_Consigne A_
D'après le passage fourni, en quelle année Renan publia-t-il Une réforme intellectuelle et morale de la France ?

───── Passage fourni ─────

16Pour le « germaniste » Ernest Renan, la double déconvenue de la guerre franco-allemande et de l’insurrection de la Commune est le catalyseur d’une révision intellectuelle et l’incite à plaider pour Une réforme intellectuelle et morale de la France, titre d’un ouvrage qu’il publia en 1872. Nous venons de le voir, il contesta aux naturalistes allemands le droit de transférer indûment la science à la politique et d’utiliser abusivement le thème darwinien de la « lutte pour la vie » aux seules fins de justification de la supériorité raciale. Outre les méfaits économiques, la guerre lui apparaît comme génératrice de sélections négatives pour l’espèce humaine. Il la considère, et de ce point de vue il reprend une argumentation que n’aurait pas renié Darwin lui-même, comme un « agent d’abâtardissement de l’espèce » puisqu’elle décime l’élite au profit « des mals constitués » (Renan : 1872, pp. 5, 430-431). Il réfute les thèses des naturalistes allemands assimilant les guerres nationales aux guerres raciales au motif d’une impossibilité à définir scientifiquement une race pure au sein de l’humanité... civilisée ! « Autant les conquêtes entre races égales doivent être blâmées, précise-t-il, autant la régénération des races inférieures ou abâtardies par les races supérieures est dans l’ordre providentiel de l’humanité » et aussi un mode de régulation sociale car, ajoute-t-il, « une nation qui ne colonise pas est irrévocablement vouée au socialisme, à la guerre du riche et du pauvre » (Renan : 1872, p. 93). À l’idée de nation organique, il substitue celle de nation contractuelle, liée par une « solidarité mentale » prémisse, à l’échelon d’intégration supérieur, d’une fédération européenne où la concurrence intellectuelle entre les collectivités nationales, et non la guerre, précéderait une division internationale du travail. Pour autant, lorsqu’il aborde les questions de politique intérieure, Renan ne renonce pas à ses analogies naturalistes ou à ses références aux lois de l’évolution. On trouve de telles occurrences dans ses analyses de l’insurrection de la Commune qu’il développa en 1871 dans ses Dialogues philosophiques. L’ordre élitiste qu’il esquisse est fondé sur les irréductibles inégalités naturelles intrinsèques à l’humanité :
« En somme, la fin de l’humanité c’est de produire des grands hommes [...], si l’ignorance des masses est une condition nécessaire pour cela tant pis. La nature ne s’arrête pas devant de tels soucis ; elle sacrifie des espèces entières pour que d’autres trouvent les conditions essentielles de leur vie [...]. L’élite des êtres intelligents, maîtresse des plus importants secrets de la réalité, dominerait le monde par les puissants moyens d’action qui seraient en son pouvoir et y ferait régner le plus de raison possible. » (Renan : 1876)

───── Les enregistrements ─────

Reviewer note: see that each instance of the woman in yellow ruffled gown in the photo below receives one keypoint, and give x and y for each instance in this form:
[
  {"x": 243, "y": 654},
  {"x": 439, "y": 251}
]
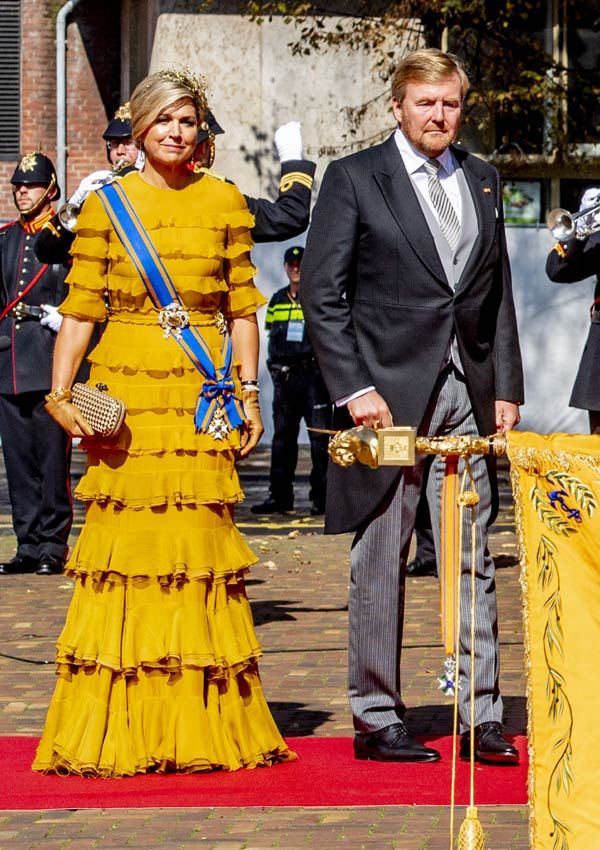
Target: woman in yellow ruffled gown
[{"x": 157, "y": 661}]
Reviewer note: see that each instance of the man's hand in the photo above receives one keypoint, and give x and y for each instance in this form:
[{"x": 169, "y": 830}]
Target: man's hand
[
  {"x": 89, "y": 184},
  {"x": 288, "y": 141},
  {"x": 51, "y": 318},
  {"x": 507, "y": 415},
  {"x": 590, "y": 198},
  {"x": 370, "y": 410}
]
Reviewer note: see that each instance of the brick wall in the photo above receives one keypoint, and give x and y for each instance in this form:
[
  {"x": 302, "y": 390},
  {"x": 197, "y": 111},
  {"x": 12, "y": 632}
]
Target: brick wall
[{"x": 93, "y": 35}]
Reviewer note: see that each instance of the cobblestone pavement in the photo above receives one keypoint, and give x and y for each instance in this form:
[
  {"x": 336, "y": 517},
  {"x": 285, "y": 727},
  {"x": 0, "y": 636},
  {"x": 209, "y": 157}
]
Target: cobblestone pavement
[{"x": 299, "y": 598}]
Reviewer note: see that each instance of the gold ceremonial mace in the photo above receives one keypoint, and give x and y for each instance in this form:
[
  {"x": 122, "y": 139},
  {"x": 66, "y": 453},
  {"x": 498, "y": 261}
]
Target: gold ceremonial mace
[{"x": 397, "y": 446}]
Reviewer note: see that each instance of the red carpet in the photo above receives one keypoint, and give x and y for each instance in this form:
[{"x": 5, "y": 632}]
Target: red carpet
[{"x": 325, "y": 774}]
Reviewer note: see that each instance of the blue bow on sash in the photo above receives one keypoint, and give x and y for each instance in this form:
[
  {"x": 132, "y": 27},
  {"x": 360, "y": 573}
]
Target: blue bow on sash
[{"x": 219, "y": 410}]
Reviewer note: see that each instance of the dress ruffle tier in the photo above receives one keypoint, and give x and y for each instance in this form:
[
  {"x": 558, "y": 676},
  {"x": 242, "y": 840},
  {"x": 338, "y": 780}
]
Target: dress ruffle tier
[{"x": 157, "y": 660}]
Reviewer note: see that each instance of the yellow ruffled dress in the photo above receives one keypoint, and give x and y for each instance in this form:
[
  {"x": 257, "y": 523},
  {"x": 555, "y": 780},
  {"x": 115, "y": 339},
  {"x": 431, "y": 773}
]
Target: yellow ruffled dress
[{"x": 157, "y": 661}]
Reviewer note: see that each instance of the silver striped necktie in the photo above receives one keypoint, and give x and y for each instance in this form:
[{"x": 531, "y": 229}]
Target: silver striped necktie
[{"x": 448, "y": 220}]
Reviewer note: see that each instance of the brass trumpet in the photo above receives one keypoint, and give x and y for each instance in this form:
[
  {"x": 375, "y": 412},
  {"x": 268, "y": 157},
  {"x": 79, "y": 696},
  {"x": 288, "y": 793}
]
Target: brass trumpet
[{"x": 563, "y": 225}]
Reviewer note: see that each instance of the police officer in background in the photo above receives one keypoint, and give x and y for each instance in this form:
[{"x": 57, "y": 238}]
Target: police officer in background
[
  {"x": 289, "y": 214},
  {"x": 37, "y": 452},
  {"x": 298, "y": 393},
  {"x": 56, "y": 238}
]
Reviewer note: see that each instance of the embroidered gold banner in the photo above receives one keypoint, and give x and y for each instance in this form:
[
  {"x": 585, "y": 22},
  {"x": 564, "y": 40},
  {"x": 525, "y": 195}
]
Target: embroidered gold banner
[{"x": 556, "y": 487}]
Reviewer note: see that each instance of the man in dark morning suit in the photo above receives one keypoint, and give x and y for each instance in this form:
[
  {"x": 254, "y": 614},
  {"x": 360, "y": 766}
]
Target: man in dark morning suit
[
  {"x": 409, "y": 306},
  {"x": 569, "y": 262},
  {"x": 36, "y": 450}
]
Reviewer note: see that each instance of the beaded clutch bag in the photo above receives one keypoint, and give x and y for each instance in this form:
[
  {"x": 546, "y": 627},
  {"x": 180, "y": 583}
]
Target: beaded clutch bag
[{"x": 102, "y": 411}]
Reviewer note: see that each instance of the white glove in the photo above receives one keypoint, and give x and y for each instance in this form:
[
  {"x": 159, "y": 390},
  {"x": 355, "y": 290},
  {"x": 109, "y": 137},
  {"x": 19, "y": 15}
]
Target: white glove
[
  {"x": 52, "y": 318},
  {"x": 589, "y": 198},
  {"x": 288, "y": 141},
  {"x": 89, "y": 184},
  {"x": 587, "y": 224}
]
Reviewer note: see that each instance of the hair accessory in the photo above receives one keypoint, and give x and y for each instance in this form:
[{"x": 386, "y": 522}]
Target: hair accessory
[
  {"x": 123, "y": 113},
  {"x": 196, "y": 85}
]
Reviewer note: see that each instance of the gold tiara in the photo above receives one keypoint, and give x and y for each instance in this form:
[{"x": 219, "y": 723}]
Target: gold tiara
[
  {"x": 196, "y": 85},
  {"x": 123, "y": 113}
]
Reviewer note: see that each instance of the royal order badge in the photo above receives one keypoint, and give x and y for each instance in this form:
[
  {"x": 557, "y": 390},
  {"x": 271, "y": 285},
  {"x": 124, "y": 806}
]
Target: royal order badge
[{"x": 173, "y": 319}]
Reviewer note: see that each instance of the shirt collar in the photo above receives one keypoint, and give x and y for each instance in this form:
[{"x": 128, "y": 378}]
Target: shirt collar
[{"x": 414, "y": 159}]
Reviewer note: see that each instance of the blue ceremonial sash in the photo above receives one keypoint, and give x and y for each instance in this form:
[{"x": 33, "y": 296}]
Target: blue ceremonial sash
[{"x": 217, "y": 400}]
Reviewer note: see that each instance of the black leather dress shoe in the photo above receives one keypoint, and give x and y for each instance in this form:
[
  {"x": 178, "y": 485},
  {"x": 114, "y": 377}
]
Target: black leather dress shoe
[
  {"x": 19, "y": 564},
  {"x": 272, "y": 506},
  {"x": 50, "y": 565},
  {"x": 421, "y": 568},
  {"x": 392, "y": 744},
  {"x": 491, "y": 747}
]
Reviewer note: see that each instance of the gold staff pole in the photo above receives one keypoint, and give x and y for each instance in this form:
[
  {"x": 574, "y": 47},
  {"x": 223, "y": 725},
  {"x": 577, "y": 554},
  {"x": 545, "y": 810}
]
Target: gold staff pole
[{"x": 398, "y": 446}]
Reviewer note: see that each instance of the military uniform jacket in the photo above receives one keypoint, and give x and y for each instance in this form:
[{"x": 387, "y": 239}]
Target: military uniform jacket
[
  {"x": 26, "y": 366},
  {"x": 582, "y": 260}
]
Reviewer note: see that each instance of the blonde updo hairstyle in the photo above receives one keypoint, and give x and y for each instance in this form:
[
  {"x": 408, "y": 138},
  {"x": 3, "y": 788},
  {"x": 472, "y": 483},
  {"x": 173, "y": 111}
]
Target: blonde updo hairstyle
[{"x": 158, "y": 92}]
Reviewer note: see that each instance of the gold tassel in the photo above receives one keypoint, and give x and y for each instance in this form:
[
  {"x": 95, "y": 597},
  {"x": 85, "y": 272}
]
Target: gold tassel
[{"x": 470, "y": 836}]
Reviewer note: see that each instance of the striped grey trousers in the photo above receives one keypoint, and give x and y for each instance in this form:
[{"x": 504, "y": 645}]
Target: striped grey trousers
[{"x": 377, "y": 583}]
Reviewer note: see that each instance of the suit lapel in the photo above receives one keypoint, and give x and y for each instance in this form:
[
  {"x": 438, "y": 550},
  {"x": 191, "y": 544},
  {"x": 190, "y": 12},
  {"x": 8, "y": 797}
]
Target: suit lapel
[
  {"x": 483, "y": 192},
  {"x": 398, "y": 192}
]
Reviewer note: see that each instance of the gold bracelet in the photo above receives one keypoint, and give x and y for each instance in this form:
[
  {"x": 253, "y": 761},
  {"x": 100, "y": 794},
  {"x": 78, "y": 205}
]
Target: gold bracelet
[{"x": 60, "y": 394}]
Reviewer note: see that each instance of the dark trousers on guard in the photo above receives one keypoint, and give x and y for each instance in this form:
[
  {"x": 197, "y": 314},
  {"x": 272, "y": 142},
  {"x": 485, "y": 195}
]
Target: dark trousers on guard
[
  {"x": 37, "y": 457},
  {"x": 298, "y": 393}
]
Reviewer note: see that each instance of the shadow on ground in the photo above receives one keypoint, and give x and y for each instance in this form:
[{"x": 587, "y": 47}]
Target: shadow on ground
[
  {"x": 295, "y": 720},
  {"x": 284, "y": 610},
  {"x": 437, "y": 719}
]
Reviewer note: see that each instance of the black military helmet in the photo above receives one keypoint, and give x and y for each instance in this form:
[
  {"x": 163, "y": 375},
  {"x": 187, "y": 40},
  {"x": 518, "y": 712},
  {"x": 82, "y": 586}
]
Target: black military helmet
[
  {"x": 294, "y": 253},
  {"x": 209, "y": 125},
  {"x": 35, "y": 167},
  {"x": 119, "y": 126}
]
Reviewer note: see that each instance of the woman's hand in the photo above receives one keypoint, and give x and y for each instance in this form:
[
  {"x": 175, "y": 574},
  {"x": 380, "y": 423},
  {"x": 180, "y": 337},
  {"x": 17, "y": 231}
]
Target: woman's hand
[
  {"x": 254, "y": 428},
  {"x": 68, "y": 417}
]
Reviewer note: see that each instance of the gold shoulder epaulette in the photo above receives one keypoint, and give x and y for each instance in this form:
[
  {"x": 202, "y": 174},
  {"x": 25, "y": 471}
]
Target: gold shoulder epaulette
[
  {"x": 213, "y": 174},
  {"x": 288, "y": 180},
  {"x": 55, "y": 231}
]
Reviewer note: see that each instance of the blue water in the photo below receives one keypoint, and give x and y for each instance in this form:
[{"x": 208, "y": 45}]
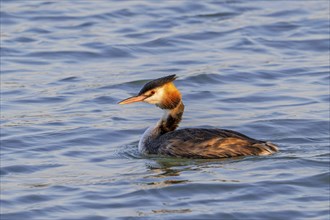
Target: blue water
[{"x": 69, "y": 152}]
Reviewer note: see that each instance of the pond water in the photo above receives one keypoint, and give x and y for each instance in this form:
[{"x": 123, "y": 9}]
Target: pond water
[{"x": 69, "y": 152}]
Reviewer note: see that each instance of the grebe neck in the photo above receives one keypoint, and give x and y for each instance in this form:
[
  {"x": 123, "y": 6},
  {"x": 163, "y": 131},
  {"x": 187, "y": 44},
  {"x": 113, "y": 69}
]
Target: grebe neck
[{"x": 168, "y": 122}]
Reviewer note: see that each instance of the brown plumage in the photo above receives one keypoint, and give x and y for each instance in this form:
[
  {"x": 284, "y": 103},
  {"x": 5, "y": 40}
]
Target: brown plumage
[{"x": 189, "y": 142}]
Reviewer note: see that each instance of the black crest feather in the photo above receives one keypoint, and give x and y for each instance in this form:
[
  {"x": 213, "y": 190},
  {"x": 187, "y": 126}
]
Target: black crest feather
[{"x": 157, "y": 83}]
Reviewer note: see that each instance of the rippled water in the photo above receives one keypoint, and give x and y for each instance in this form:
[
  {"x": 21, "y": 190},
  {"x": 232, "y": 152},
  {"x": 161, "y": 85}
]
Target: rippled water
[{"x": 68, "y": 151}]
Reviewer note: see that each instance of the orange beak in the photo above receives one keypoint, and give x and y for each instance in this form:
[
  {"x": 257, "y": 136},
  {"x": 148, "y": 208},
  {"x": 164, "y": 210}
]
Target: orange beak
[{"x": 133, "y": 99}]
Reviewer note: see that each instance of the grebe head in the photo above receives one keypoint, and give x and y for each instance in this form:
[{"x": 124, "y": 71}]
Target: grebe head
[{"x": 161, "y": 92}]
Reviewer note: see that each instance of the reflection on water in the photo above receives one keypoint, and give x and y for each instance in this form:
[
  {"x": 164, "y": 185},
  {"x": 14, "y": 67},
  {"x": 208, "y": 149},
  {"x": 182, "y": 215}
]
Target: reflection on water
[{"x": 68, "y": 151}]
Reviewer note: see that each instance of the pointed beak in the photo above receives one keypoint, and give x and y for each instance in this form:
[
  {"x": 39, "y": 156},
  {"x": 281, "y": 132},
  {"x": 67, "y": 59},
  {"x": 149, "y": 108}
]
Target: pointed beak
[{"x": 133, "y": 99}]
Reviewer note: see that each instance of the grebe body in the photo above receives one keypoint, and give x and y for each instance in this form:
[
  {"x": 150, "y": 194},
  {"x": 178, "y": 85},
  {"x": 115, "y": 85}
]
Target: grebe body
[{"x": 164, "y": 139}]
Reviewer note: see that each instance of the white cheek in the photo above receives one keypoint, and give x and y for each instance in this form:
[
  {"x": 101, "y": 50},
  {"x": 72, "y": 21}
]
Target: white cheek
[{"x": 155, "y": 98}]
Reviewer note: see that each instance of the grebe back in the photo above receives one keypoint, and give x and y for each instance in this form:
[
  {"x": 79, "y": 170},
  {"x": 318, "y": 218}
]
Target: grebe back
[{"x": 164, "y": 139}]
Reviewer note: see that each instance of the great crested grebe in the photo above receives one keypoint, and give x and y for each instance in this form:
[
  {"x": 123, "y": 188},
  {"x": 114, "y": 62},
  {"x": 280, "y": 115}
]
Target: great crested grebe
[{"x": 163, "y": 139}]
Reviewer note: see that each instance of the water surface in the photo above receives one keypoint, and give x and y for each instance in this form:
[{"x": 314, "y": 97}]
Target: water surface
[{"x": 69, "y": 152}]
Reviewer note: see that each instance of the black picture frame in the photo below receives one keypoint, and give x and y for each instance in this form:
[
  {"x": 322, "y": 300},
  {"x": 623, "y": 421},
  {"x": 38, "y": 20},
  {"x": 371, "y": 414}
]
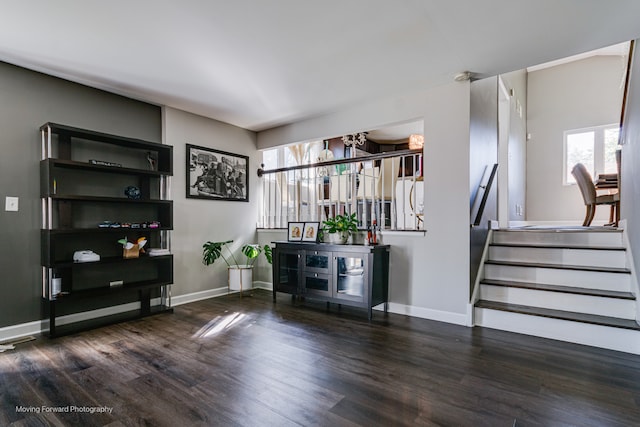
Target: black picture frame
[
  {"x": 216, "y": 175},
  {"x": 310, "y": 232},
  {"x": 294, "y": 231}
]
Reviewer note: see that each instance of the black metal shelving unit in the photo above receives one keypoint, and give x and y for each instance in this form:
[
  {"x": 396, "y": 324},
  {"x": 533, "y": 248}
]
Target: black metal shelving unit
[{"x": 83, "y": 174}]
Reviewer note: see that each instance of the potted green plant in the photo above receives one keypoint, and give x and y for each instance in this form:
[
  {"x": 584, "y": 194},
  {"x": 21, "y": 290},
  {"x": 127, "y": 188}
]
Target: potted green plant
[
  {"x": 239, "y": 274},
  {"x": 336, "y": 230}
]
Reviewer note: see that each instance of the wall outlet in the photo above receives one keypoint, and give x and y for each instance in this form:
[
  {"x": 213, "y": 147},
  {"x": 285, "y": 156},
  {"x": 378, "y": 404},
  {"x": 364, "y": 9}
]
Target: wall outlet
[{"x": 11, "y": 204}]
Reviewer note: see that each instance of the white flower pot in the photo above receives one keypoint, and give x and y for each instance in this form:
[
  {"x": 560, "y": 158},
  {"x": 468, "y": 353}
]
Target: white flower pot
[
  {"x": 339, "y": 238},
  {"x": 240, "y": 277}
]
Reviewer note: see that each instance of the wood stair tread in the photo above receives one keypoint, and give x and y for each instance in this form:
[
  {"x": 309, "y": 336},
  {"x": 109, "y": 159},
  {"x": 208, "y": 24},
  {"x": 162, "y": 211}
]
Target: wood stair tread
[
  {"x": 560, "y": 288},
  {"x": 564, "y": 246},
  {"x": 560, "y": 266},
  {"x": 560, "y": 229},
  {"x": 560, "y": 314}
]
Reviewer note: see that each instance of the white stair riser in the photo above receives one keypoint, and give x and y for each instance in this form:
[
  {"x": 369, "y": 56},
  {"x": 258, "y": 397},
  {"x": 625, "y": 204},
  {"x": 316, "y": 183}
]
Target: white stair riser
[
  {"x": 602, "y": 306},
  {"x": 563, "y": 238},
  {"x": 584, "y": 257},
  {"x": 618, "y": 339},
  {"x": 552, "y": 276}
]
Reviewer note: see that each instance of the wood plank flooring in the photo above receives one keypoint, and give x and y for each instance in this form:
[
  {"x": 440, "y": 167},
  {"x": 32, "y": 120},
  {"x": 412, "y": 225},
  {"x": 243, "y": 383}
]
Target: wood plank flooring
[{"x": 247, "y": 362}]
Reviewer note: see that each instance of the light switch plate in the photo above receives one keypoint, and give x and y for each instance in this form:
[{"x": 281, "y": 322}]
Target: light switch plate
[{"x": 11, "y": 204}]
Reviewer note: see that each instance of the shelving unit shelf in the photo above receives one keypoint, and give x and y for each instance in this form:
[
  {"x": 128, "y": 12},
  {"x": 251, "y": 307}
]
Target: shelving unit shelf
[{"x": 84, "y": 177}]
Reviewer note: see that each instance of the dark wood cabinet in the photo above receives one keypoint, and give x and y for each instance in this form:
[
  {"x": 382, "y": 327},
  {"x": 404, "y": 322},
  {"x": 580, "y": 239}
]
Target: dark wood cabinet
[
  {"x": 352, "y": 275},
  {"x": 97, "y": 188}
]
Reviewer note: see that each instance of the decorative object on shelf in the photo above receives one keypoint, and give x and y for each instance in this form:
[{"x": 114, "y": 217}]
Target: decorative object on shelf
[
  {"x": 324, "y": 156},
  {"x": 103, "y": 163},
  {"x": 216, "y": 175},
  {"x": 310, "y": 232},
  {"x": 352, "y": 275},
  {"x": 152, "y": 159},
  {"x": 158, "y": 252},
  {"x": 132, "y": 192},
  {"x": 238, "y": 274},
  {"x": 67, "y": 218},
  {"x": 337, "y": 230},
  {"x": 132, "y": 250},
  {"x": 85, "y": 256},
  {"x": 416, "y": 141},
  {"x": 295, "y": 230}
]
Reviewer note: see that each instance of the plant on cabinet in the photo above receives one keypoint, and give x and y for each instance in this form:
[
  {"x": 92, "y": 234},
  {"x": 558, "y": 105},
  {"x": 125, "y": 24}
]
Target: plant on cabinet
[
  {"x": 240, "y": 275},
  {"x": 336, "y": 230}
]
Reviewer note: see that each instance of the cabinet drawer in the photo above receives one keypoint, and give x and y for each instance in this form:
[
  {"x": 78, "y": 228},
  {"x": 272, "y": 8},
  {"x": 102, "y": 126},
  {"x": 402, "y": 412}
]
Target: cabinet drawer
[{"x": 317, "y": 284}]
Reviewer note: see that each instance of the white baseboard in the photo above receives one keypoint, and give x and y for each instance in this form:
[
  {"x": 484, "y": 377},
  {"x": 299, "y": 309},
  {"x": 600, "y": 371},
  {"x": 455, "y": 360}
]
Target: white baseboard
[
  {"x": 199, "y": 296},
  {"x": 430, "y": 314},
  {"x": 39, "y": 326}
]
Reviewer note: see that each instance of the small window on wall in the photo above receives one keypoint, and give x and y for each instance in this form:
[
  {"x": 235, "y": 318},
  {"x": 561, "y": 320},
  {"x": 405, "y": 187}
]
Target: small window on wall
[{"x": 594, "y": 147}]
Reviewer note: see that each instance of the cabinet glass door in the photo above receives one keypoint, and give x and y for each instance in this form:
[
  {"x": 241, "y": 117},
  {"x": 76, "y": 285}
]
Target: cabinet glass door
[
  {"x": 350, "y": 274},
  {"x": 317, "y": 284},
  {"x": 288, "y": 270},
  {"x": 317, "y": 261}
]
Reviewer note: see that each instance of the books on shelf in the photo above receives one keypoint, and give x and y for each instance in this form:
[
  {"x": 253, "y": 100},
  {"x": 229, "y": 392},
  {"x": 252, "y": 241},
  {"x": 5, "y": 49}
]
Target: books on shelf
[{"x": 158, "y": 252}]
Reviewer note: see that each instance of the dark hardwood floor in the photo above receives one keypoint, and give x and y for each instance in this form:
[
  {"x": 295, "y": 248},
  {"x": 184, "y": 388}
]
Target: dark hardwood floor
[{"x": 247, "y": 362}]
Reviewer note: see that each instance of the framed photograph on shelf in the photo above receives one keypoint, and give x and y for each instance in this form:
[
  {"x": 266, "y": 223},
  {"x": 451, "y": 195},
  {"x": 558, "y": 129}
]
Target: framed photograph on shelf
[
  {"x": 294, "y": 233},
  {"x": 216, "y": 175},
  {"x": 310, "y": 231}
]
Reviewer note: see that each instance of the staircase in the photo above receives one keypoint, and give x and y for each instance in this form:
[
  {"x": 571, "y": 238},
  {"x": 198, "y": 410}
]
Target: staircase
[{"x": 569, "y": 284}]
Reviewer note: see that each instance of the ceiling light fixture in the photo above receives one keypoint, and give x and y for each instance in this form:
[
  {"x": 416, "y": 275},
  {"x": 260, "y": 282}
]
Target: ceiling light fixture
[
  {"x": 355, "y": 139},
  {"x": 463, "y": 76},
  {"x": 416, "y": 142}
]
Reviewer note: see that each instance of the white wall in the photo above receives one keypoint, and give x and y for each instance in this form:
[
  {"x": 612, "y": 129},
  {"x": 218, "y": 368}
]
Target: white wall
[
  {"x": 195, "y": 220},
  {"x": 570, "y": 96},
  {"x": 429, "y": 274}
]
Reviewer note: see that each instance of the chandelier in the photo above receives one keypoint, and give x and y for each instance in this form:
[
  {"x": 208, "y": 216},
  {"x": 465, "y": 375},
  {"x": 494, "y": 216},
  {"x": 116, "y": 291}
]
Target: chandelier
[
  {"x": 354, "y": 139},
  {"x": 416, "y": 142}
]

─────

_Consigne B_
Présentez sous forme de liste numérotée, sans les lignes vides, les lignes des enregistrements comprises entre celle qui contient « Reviewer note: see that each instance of the ceiling » et la fin des enregistrements, ces deux limites incluses.

_Réponse complète A_
En 1872.

_Réponse complète B_
1. Reviewer note: see that each instance of the ceiling light fixture in the photo above receives one keypoint, and give x and y for each instance in this form:
2. [
3.   {"x": 416, "y": 275},
4.   {"x": 260, "y": 282}
5. ]
6. Target: ceiling light fixture
7. [
8.   {"x": 355, "y": 139},
9.   {"x": 463, "y": 76},
10.   {"x": 416, "y": 142}
11. ]
12. Reviewer note: see that each instance of the white wall in the photo above receives one keypoint, and give x and y for each instance in this form:
13. [
14.   {"x": 612, "y": 129},
15.   {"x": 218, "y": 368}
16. ]
17. Target: white wall
18. [
19.   {"x": 195, "y": 220},
20.   {"x": 570, "y": 96},
21.   {"x": 429, "y": 274}
22. ]
23. Reviewer note: see that each instance of the chandelier in the photo above receives one keypoint, and give x and y for each instance in this form:
24. [
25.   {"x": 208, "y": 216},
26.   {"x": 465, "y": 375},
27.   {"x": 494, "y": 216},
28.   {"x": 116, "y": 291}
29. ]
30. Target: chandelier
31. [
32.   {"x": 354, "y": 139},
33.   {"x": 416, "y": 142}
34. ]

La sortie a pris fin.